═══ Exercise passage
What’s on the Ballot: Understanding Municipal Government Ahead of the 2026 Election
What mayors, councillors, school trustees and county council actually decide for Owen Sound and Grey-Bruce voters — and what they don't — ahead of the October 26 election.
Municipal elections often get tangled up with provincial and federal politics in voters’ minds. Healthcare delivery, school curriculum, immigration and most income tax policy are not decided at this level.
What is decided locally — by the people on your October 26 ballot — touches nearly everything else: the road in front of your house, your property tax bill, what gets built next door, what hours your library is open, and whether your local arena gets a new roof or a new lease on life.
Elected officials serve four-year terms. This time, that spans October 2026 to November 2030, with the new council typically sworn in in mid-November. Councillor and mayor remuneration varies across municipalities and is publicly disclosed annually under the Municipal Act.
Here’s what each position on the ballot actually does.
Mayor
The mayor is the head of council and the public face of the municipality. They chair council meetings, set much of the agenda, represent the municipality at official functions, and sit on county council alongside the deputy mayor.
The mayor has one vote on council, the same as any councillor — unless their municipality has been designated a strong mayor municipality, in which case some powers shift to the head of council alone.
Strong Mayor Powers in Grey-Bruce
Effective May 1, 2025, the Province extended strong mayor powers to 169 additional Ontario municipalities. In our coverage area, that includes the City of Owen Sound, Town of Hanover, Town of Saugeen Shores, Municipality of Kincardine, Municipality of Brockton and Township of Huron-Kinloss. The province says the powers are intended to advance provincial priorities like housing, transit and infrastructure.
A mayor with strong mayor powers can:
Propose the municipal budget (subject to council amendment, mayoral veto and council override)
Hire and dismiss the CAO and certain department heads
Create committees of council and appoint their chairs
Direct municipal staff in writing
Veto bylaws the mayor believes interfere with provincial priorities
Bring forward matters for council consideration in support of provincial priorities
Mayors must exercise these powers in writing and make them publicly available. They can also choose to delegate the powers back to council and staff. Owen Sound’s Mayor Ian Boddy has done exactly that, and council has formally requested the province remove Owen Sound from the strong mayor list.
══════
* [Tasks to perform]
1 – Duplicate the part of the municipal government article from "The mayor has" up to and including "and council override)".
2 – List every municipality that the municipal government article names as receiving strong mayor powers within its coverage area.
3 – Resume the municipal government article right after its final sentence and keep writing it.
═══ Data to examine
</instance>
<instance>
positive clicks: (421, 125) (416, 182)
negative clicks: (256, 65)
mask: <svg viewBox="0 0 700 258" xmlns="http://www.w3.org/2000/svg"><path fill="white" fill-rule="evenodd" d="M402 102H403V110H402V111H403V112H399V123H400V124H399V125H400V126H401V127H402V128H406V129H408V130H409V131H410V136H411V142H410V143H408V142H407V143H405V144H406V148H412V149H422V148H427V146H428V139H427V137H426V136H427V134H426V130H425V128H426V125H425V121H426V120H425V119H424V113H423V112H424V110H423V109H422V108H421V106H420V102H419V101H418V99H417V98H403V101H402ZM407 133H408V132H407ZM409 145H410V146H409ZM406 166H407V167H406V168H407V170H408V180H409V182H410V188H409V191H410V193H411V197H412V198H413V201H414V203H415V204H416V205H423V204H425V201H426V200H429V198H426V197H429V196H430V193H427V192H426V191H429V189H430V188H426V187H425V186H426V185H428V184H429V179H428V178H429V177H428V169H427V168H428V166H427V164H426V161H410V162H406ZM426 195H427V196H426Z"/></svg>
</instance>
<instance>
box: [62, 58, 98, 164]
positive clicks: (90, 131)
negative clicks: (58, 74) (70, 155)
══════
* [Your responses]
1 –
The mayor has one vote on council, the same as any councillor — unless their municipality has been designated a strong mayor municipality, in which case some powers shift to the head of council alone.
Strong Mayor Powers in Grey-Bruce
Effective May 1, 2025, the Province extended strong mayor powers to 169 additional Ontario municipalities. In our coverage area, that includes the City of Owen Sound, Town of Hanover, Town of Saugeen Shores, Municipality of Kincardine, Municipality of Brockton and Township of Huron-Kinloss. The province says the powers are intended to advance provincial priorities like housing, transit and infrastructure.
A mayor with strong mayor powers can:
Propose the municipal budget (subject to council amendment, mayoral veto and council override)

2 –
City of Owen Sound
Town of Hanover
Town of Saugeen Shores
Municipality of Kincardine
Municipality of Brockton
Township of Huron-Kinloss

3 –
In municipalities without strong mayor powers, the mayor’s authority comes from leadership and the persuasive weight of being chair, not from unilateral decision-making.
Related:
Deputy Mayor
In every Grey and Bruce municipality, the deputy mayor is directly elected — voters choose them on a separate ballot line.
The deputy mayor stands in for the mayor when needed and, alongside the mayor, sits on the upper-tier county council. That means your deputy mayor vote is also a vote about who represents your community at Grey County or Bruce County Council.
The Town of Saugeen Shores is unique in our region: voters there elect a Mayor, a Deputy Mayor and a Vice Deputy Mayor.
Councillors
Councillors are elected either at-large (representing the whole municipality) or by ward (representing a specific area). In Grey-Bruce, both systems are in use:
At-large examples include Owen Sound (7 councillors), West Grey (5), Southgate (5), Meaford (5), Blue Mountains (5), Huron-Kinloss (5).
Ward-based examples include Saugeen Shores (six councillors split between three wards — Saugeen, Southampton, Port Elgin), Arran-Elderslie (one councillor each from Arran, Tara, Chesley, Paisley, Elderslie), and Kincardine (a hybrid system with three councillors-at-large plus four ward councillors).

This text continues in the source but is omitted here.